## WHAT IS NEEDED
Once you find the line containing "Drop a marker on the waterfront", please retype it and every line after it to the end of the entries, exactly and with nothing added.

↓

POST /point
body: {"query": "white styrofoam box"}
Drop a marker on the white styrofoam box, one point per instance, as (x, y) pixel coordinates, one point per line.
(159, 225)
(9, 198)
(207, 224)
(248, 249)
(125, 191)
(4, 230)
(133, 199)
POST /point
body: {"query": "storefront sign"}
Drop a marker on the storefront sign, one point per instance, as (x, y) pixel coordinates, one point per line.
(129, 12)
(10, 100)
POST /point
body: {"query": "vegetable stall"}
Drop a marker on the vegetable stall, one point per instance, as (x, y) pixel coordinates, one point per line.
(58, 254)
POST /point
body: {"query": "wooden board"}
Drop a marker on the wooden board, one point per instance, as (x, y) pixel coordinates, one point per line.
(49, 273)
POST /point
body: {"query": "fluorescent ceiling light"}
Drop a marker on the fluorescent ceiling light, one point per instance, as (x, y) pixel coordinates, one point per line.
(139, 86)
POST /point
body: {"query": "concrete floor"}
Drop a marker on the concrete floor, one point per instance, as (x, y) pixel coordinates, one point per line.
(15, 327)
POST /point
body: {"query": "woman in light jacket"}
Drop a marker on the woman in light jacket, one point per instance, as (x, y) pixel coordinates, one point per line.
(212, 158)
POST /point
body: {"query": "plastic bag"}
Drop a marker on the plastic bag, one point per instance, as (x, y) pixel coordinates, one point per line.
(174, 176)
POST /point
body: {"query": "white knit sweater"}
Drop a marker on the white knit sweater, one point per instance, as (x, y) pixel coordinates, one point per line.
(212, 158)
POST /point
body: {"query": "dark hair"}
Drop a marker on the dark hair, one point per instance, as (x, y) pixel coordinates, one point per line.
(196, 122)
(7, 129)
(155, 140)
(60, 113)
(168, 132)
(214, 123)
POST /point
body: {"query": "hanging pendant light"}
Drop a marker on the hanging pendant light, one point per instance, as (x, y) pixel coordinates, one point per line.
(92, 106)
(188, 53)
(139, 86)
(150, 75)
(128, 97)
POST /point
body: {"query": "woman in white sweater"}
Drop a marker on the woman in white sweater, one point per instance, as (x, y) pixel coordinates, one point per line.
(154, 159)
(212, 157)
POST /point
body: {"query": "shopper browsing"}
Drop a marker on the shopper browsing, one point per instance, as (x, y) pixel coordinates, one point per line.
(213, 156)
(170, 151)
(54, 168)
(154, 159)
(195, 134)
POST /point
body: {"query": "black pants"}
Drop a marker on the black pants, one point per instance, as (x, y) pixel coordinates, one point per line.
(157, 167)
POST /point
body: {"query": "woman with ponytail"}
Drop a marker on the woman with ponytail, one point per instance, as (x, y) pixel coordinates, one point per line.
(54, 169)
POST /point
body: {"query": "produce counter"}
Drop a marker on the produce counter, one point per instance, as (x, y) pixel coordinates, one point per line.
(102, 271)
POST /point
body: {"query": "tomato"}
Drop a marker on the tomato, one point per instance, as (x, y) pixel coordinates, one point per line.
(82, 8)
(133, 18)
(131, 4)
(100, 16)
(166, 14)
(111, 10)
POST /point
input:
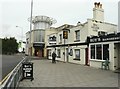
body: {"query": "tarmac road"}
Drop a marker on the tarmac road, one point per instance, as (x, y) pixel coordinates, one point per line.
(8, 63)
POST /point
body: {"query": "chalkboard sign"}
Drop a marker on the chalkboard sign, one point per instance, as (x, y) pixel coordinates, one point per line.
(27, 70)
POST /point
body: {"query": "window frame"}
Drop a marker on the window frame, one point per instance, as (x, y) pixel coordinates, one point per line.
(77, 35)
(76, 58)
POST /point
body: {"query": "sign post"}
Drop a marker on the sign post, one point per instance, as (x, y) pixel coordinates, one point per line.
(27, 70)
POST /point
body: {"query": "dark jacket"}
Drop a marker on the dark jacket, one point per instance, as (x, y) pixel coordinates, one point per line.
(53, 55)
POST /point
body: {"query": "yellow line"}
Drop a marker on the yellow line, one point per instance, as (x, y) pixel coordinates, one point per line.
(1, 82)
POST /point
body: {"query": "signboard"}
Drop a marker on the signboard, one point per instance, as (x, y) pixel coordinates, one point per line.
(38, 45)
(107, 38)
(27, 70)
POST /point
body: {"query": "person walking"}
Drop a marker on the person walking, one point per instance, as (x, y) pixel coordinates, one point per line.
(53, 57)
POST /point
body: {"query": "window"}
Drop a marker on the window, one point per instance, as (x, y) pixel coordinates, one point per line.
(58, 53)
(101, 33)
(92, 51)
(77, 54)
(49, 52)
(106, 52)
(99, 51)
(77, 34)
(60, 37)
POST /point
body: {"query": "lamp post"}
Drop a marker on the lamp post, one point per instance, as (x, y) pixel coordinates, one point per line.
(31, 26)
(21, 32)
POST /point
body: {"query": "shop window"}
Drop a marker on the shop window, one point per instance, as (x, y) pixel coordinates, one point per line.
(106, 52)
(58, 53)
(49, 52)
(77, 34)
(92, 51)
(60, 38)
(77, 54)
(99, 51)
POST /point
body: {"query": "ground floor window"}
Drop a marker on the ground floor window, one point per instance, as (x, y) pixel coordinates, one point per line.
(77, 54)
(92, 51)
(58, 53)
(99, 51)
(105, 52)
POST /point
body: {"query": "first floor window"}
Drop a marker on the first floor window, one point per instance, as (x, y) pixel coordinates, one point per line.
(92, 51)
(77, 53)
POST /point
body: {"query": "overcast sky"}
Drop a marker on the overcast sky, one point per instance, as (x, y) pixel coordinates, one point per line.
(16, 13)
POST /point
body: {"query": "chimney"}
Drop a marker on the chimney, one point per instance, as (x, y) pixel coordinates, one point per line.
(98, 12)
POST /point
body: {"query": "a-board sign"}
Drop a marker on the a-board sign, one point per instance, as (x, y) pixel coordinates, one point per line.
(27, 70)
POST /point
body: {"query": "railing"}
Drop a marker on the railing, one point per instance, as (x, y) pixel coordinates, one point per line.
(13, 77)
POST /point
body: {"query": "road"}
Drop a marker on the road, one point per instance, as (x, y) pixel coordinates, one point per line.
(9, 62)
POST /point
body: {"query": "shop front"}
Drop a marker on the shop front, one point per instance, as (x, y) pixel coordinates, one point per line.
(102, 48)
(38, 49)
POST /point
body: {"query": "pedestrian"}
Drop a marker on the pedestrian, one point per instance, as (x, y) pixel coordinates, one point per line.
(53, 57)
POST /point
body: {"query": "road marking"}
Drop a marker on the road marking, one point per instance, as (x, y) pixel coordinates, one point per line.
(1, 82)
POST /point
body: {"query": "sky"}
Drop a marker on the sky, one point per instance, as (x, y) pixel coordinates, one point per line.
(16, 13)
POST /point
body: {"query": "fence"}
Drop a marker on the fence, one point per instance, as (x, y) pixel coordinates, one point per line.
(14, 77)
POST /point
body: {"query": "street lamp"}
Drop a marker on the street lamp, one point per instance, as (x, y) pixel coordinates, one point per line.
(21, 32)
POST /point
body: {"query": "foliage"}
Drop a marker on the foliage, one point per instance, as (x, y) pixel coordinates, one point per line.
(9, 45)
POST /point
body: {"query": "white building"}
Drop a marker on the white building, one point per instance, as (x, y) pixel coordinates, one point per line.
(76, 48)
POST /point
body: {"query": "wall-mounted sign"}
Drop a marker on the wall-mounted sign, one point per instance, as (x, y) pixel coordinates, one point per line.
(27, 70)
(38, 45)
(111, 37)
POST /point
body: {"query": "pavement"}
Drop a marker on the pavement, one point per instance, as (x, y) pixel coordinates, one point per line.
(62, 74)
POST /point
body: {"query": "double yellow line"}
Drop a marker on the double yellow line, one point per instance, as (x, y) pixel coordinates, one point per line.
(2, 81)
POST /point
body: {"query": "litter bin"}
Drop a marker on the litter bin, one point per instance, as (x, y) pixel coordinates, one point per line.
(27, 68)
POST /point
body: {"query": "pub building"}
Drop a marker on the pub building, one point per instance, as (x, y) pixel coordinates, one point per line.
(106, 47)
(89, 43)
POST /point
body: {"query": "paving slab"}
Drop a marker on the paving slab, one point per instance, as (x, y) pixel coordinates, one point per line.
(62, 74)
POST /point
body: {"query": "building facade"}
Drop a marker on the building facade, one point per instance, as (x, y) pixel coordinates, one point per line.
(35, 39)
(77, 48)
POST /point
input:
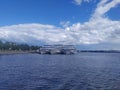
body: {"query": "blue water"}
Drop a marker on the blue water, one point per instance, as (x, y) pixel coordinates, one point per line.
(85, 71)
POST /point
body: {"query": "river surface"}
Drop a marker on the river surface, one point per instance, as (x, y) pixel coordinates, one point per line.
(84, 71)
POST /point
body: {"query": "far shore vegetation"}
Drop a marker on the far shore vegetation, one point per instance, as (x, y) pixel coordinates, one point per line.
(11, 47)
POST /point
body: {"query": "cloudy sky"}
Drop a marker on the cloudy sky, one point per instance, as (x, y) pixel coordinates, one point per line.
(89, 24)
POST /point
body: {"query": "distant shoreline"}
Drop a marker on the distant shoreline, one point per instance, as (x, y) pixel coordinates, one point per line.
(6, 52)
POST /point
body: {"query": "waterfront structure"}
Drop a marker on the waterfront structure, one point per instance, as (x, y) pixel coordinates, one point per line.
(57, 49)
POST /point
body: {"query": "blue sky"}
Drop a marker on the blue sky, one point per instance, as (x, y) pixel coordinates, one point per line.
(44, 11)
(80, 22)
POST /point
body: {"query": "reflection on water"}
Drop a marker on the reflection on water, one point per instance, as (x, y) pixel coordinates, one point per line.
(86, 71)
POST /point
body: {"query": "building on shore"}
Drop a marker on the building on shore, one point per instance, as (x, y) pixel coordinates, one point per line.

↑

## SOLUTION FOR THIS EXERCISE
Drop a marker on the waterfront structure, one point per instance, as (x, y) pixel coordinates, one point per line.
(57, 49)
POST /point
body: {"query": "blue sky"}
Drop a marker on the blue sky, one point per instance, as (x, y) pixel coordinates, one point per line.
(44, 11)
(80, 22)
POST /point
body: {"query": "reflection on water"}
Drop a marker on the reflection on water, one point per instance, as (x, y) pixel coordinates, one point per line.
(86, 71)
POST /point
body: {"query": "building on shore"}
Drop a marker on the building on shore, one point per instance, as (x, y) pixel coordinates, one point per line.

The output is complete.